▶ What you will do
Please write what comes next in the thread on reading a delimited file with FileChannel versus BufferedReader, starting right after its final sentence.

▶ Passage

================================

The records in the file are of variable length and each field in a record is a delimiter separated.

Going by the understanding that reading a file using FileChannel with a ByteBuffer was always better than using a BufferedReader.readLine and then using a split by the delimiter.

  • BufferSizes tried 10240(10KB) and even more
  • Commit interval - 5000, 10000 etc

Below is how we used file channel to read:

  • Read byte by byte. Check if the read byte is a new line char(10) - which means end of line.
  • check for delimiter bytes. capture the bytes read in a byte array(we initialized this byte array with a maximum field size of 350 bytes) until delimiter bytes are encountered.
  • convert these bytes read until this time, to String using UTF-8 encoding - new String(byteArr, 0, index,"UTF-8") to be specific - index is the number of bytes read until delimiter.

Using this method of reading the file using FileChannel took 57 minutes to process the file.

We want to decrease this time and tried using BufferredReader.readLine() and then use a split by delimiter, to see how it fares.

And shockingly the same file completed processing only in 7 minutes.

What's the catch here? Why FileChannel is taking more time than a buffered reader and then using a string split.

I was always under the assumption that ReadLine and Split combination will have a big performance impact?

Can any one throw light on if I was using FileChannel in a wrong way? One

Thanks in advance. Hope I have summarized the issue properly.

The below is sample code :

while (inputByteBuffer.hasRemaining() && (b = inputByteBuffer.get()) != 0){
        boolean endOfField = false;
        if (b == 10){
            break;
        }
        else{
            if (b == 94){//^
                if (!inputByteBuffer.hasRemaining()){
                    inputByteBuffer.clear();
                    noOfBytes = inputFileChannel.read(inputByteBuffer);
                    inputByteBuffer.flip();
                }
                if (inputByteBuffer.hasRemaining()){
                    byte b2 = inputByteBuffer.get();
                    if (b2 == 124){//|
                        if (!inputByteBuffer.hasRemaining()){
                            inputByteBuffer.clear();
                            noOfBytes = inputFileChannel.read(inputByteBuffer);
                            inputByteBuffer.flip();
                        }

                        if (inputByteBuffer.hasRemaining()){
                            byte b3 = inputByteBuffer.get();
                            if (b3 == 94){//^
                                String field = new String(fieldBytes, 0, index, encoding);
                                if(fieldIndex == -1){
                                    fields = new String[sizeFromAConfiguration];
                                }else{
                                    fields[fieldIndex] = field;
                                }

                                fieldBytes = new byte[maxFieldSize];
                                endOfField = true;
                                fieldIndex++;
                            }
                            else{
                                fieldBytes = addFieldBytes(fieldBytes, b, index);
                                index++;
                                fieldBytes = addFieldBytes(fieldBytes, b2, index);
                                index++;
                                fieldBytes = addFieldBytes(fieldBytes, b3, index);
                            }
                        }
                        else{
                            endOfFile = true;
                            //fields.add(new String(fieldBytes, 0, index, encoding));
                            fields[fieldIndex] = new String(fieldBytes, 0, index, encoding);
                            fieldBytes = new byte[maxFieldSize];
                            endOfField = true;
                        }
                    }else{
                        fieldBytes = addFieldBytes(fieldBytes, b, index);
                        index++;
                        fieldBytes = addFieldBytes(fieldBytes, b2, index);

                    }
                }else{
                    endOfFile = true;
                    fieldBytes = addFieldBytes(fieldBytes, b, index);
                }
            }
            else{
                fieldBytes = addFieldBytes(fieldBytes, b, index);
            }
        }

        if (!inputByteBuffer.hasRemaining()){
            inputByteBuffer.clear();
            noOfBytes = inputFileChannel.read(inputByteBuffer);
            inputByteBuffer.flip();
        }

        if (endOfField){
            index = 0;
        }
        else{
            index++;
        }

    }
10
  • 3
    BufferedReader doesn't read byte-by-byte and neither should you. You should pick a reasonably sized buffer (BufferedReader has a 8192 byte buffer). Yes it will be more difficult to implement, but you won't be wasting CPU cycles reading a single byte at a time. Commented Mar 2, 2018 at 1:24
  • Reading any file byte by byte is the worst case. Anything will be an improvement over that. readLine() is approximately the best case. Splitting, or rather creating, strings should be avoided. Commented Mar 2, 2018 at 1:26
  • May be I have stated it incorrectly, when I said read byte by byte, we first read 10240 bytes into byte buffer, and then ByteBuffer.get() method to check which byte it is. Commented Mar 2, 2018 at 1:27
  • 1
    As you clearly can't describe it accurately you should certainly post some code. Commented Mar 2, 2018 at 1:28
  • if (!inputByteBuffer.hasRemaining()){ inputByteBuffer.clear(); noOfBytes = inputFileChannel.read(inputByteBuffer); inputByteBuffer.flip(); } Commented Mar 2, 2018 at 1:28

4 Answers 4

2

You're causing a lot of overhead with the constant hasRemaining()/read() checks as well as the constant get() calls. It would probably be better to get() the entire buffer into an array and process that directly, only calling read() when you get to the end.

================================

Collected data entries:
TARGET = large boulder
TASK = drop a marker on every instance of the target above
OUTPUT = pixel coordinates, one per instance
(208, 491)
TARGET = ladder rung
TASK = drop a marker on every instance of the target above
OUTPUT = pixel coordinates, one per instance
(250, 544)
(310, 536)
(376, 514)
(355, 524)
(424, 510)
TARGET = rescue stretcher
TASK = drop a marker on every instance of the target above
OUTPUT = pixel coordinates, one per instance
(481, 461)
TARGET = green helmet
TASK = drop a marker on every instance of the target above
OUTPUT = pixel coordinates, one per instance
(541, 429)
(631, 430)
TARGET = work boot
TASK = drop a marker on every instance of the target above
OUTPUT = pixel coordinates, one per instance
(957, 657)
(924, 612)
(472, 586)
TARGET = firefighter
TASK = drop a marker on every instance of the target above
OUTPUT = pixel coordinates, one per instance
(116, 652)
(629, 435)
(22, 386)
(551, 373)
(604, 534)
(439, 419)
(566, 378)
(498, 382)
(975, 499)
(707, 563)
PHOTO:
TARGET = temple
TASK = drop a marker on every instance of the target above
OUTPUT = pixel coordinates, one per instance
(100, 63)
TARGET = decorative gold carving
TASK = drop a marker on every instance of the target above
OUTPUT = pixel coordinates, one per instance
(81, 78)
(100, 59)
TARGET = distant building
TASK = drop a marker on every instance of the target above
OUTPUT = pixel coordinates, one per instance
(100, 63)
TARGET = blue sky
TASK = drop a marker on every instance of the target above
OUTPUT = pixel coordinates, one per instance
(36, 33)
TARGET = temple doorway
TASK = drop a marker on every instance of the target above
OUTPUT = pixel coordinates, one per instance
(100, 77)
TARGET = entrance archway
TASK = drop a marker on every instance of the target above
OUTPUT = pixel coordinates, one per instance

================================

▶ Result below
And to answer a question in comments, you should not allocate a new ByteBuffer per read. This is expensive. Keep using the same one. And NB do not use a DirectByteBuffer for this application. It is not appropriate: it's only appropriate when you want the data to stay south of the JVM/JNI boundary, e.g. when merely copying between channels.

But I think I would throw this away, or rather rewrite it, using BufferedReader.read(), rather than readLine() followed by string splits, and using much the same logic as you have here, except of course that you don't need to keep calling hasRemaining() and filling the buffer, which BufferedReader will do automatically for you.

You have to take care to store the result of read() into an int, and to check it for -1 after every read().

It isn't clear to me that you should be using a Reader at all actually, unless you know you have multibyte text. Possibly a simple BufferedInputStream would be more appropriate.

Sign up to request clarification or add additional context in comments.

4 Comments

Thanks for your detailed explanation.. our file is UTF-8 encoded and there are special chars which a character can constitute to two bytes.. and we have to convert to string to do some business logic.
I would try the above suggestions and post here of any improvements/findings
I tried copying the bytebuffer contents into byte[] and then iterating through byte[], but it looks like its taking even more time than before : if (byteArrayIndex == 0 || byteArrayIndex == byteArray.length){ inputByteBuffer.clear(); byteArrayIndex = 0; int noOfBytes = inputFileChannel.read(inputByteBuffer); inputByteBuffer.flip(); byteArray = new byte[noOfBytes]; inputByteBuffer.get(byteArray,0,noOfBytes); }
One reason could be the original author of the code did not profile the code. :)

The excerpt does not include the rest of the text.